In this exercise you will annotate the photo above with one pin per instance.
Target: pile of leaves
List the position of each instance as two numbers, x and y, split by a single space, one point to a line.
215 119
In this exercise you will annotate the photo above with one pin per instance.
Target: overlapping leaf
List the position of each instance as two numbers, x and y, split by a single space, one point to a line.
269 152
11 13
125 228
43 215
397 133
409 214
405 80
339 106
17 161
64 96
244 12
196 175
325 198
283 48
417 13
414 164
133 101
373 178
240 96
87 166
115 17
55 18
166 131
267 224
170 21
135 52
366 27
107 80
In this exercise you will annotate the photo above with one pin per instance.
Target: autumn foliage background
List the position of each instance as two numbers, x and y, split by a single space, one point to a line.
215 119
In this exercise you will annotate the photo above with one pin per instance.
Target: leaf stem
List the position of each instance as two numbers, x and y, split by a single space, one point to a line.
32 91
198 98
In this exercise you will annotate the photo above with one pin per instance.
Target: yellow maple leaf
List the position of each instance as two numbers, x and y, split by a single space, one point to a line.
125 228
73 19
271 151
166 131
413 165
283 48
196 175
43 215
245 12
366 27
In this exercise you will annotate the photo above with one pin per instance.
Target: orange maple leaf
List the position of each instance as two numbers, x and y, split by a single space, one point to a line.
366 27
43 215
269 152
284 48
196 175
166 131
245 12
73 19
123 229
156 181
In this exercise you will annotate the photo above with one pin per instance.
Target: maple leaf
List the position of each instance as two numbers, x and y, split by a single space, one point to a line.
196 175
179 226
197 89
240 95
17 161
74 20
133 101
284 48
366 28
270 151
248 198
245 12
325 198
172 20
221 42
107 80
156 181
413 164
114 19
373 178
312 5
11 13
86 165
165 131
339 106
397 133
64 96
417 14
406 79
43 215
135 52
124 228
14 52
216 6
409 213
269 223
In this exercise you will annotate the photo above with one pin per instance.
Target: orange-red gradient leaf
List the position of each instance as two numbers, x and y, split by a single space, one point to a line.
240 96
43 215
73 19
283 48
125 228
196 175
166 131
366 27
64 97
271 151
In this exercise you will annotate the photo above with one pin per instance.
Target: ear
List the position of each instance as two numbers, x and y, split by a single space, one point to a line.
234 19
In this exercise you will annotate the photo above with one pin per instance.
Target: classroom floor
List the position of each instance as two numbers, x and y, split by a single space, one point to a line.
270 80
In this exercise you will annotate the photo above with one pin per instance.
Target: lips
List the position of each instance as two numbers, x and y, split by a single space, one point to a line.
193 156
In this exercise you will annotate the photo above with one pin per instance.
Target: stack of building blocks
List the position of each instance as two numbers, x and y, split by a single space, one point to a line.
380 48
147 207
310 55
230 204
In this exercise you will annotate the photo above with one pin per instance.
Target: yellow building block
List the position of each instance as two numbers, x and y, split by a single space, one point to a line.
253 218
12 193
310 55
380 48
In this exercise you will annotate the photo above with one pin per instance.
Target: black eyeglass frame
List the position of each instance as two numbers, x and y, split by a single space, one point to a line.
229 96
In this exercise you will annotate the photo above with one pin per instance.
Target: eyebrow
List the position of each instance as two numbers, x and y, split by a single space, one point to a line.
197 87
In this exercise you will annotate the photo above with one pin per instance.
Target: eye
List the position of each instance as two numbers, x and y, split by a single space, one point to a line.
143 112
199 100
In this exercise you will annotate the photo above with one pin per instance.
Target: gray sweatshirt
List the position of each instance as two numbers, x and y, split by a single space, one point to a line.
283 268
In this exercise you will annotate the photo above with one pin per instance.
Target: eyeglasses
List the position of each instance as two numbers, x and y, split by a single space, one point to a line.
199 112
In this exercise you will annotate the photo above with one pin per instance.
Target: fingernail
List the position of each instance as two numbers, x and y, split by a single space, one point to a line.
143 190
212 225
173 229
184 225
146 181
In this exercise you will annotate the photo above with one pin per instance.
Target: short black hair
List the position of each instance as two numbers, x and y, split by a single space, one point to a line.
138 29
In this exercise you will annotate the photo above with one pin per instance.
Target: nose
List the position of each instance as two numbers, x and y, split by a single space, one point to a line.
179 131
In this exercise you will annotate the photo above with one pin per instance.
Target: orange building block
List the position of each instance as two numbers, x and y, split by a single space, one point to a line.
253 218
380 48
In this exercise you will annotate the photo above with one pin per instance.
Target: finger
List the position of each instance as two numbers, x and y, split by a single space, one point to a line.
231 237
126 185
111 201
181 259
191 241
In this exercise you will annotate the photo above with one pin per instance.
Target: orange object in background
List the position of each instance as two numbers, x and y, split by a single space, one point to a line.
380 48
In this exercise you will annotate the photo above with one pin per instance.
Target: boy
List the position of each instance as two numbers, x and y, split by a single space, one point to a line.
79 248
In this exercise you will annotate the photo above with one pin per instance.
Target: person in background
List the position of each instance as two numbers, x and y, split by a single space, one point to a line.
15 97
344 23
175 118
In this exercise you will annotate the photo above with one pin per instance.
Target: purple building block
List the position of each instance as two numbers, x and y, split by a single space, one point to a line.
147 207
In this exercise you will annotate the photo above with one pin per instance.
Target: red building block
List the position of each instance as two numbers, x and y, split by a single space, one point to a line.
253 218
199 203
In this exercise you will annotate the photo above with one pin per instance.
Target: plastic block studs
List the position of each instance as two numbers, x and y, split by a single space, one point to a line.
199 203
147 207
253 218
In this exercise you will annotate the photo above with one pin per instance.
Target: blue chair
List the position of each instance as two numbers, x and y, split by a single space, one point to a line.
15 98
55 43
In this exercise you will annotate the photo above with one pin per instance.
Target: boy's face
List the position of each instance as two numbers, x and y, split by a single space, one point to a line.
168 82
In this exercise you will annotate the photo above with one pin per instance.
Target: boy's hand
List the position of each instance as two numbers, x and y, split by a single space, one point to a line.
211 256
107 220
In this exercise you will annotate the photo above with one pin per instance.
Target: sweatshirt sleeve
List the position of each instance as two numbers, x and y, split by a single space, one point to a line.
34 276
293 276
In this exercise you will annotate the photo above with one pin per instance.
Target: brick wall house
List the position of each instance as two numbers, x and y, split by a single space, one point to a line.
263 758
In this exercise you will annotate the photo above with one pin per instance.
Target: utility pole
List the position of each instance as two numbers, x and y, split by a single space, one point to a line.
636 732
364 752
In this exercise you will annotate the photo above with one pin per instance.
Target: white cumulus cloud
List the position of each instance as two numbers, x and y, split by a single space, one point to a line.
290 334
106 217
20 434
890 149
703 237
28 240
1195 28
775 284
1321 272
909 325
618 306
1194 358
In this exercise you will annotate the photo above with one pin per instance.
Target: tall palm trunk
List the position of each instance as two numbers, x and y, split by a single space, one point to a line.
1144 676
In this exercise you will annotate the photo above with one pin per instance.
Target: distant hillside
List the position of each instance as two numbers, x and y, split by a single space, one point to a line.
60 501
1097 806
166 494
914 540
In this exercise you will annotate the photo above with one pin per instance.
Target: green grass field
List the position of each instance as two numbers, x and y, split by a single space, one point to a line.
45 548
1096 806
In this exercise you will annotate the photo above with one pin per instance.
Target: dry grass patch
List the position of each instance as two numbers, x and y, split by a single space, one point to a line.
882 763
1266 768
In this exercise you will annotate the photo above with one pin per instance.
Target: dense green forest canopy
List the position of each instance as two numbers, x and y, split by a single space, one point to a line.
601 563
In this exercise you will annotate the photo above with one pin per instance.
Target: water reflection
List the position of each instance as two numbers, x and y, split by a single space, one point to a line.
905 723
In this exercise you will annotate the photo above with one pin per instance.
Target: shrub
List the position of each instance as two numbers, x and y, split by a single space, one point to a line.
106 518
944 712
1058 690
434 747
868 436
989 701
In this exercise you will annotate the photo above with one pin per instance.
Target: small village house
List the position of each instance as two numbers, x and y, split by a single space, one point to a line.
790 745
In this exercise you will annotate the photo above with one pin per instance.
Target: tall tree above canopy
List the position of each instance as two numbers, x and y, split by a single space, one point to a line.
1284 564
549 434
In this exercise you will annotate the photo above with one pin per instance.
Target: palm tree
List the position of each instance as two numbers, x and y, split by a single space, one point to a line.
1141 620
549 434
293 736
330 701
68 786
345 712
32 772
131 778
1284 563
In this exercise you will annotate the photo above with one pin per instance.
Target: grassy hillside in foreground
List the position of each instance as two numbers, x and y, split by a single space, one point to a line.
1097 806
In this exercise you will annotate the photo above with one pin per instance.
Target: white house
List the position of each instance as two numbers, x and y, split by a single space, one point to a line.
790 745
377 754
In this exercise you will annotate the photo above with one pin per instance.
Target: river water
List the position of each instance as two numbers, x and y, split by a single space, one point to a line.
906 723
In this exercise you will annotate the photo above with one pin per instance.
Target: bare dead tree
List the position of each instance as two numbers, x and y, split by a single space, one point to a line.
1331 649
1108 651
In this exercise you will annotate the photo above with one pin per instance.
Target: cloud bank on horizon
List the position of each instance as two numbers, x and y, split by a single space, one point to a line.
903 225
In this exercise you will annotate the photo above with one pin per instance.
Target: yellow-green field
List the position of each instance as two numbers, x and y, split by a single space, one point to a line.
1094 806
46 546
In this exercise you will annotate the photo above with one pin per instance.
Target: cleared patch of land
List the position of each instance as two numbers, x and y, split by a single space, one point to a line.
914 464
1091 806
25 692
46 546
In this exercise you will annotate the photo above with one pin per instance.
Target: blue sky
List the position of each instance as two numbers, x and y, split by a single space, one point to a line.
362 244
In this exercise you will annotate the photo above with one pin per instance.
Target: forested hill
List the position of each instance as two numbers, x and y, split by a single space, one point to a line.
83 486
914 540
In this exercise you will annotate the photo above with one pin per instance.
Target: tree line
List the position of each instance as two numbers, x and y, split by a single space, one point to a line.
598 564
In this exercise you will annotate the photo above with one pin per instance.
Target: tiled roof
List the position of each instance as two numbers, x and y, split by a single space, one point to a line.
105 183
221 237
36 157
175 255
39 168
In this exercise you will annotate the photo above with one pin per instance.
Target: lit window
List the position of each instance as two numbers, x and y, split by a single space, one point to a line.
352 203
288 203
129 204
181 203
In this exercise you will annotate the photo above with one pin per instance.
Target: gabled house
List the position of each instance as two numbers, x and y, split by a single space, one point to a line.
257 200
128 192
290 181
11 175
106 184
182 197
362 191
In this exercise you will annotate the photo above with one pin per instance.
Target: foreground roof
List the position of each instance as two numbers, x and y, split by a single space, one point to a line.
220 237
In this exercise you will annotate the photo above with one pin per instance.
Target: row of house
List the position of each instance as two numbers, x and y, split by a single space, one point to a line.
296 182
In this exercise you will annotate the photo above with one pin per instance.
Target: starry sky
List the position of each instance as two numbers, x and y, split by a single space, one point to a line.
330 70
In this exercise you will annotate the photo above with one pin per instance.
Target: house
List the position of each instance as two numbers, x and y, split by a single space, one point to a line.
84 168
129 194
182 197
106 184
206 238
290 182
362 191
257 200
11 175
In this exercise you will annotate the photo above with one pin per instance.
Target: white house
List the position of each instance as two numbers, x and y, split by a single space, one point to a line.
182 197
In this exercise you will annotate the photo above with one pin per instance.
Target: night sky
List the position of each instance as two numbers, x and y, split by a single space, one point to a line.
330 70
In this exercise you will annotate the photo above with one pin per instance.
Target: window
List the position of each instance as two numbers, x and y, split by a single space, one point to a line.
-------
### Exercise
Locate the word "hillside" in the data above. Copy every line carrying it.

### Exercise output
Target: distant hillside
Target: grassy hillside in foreground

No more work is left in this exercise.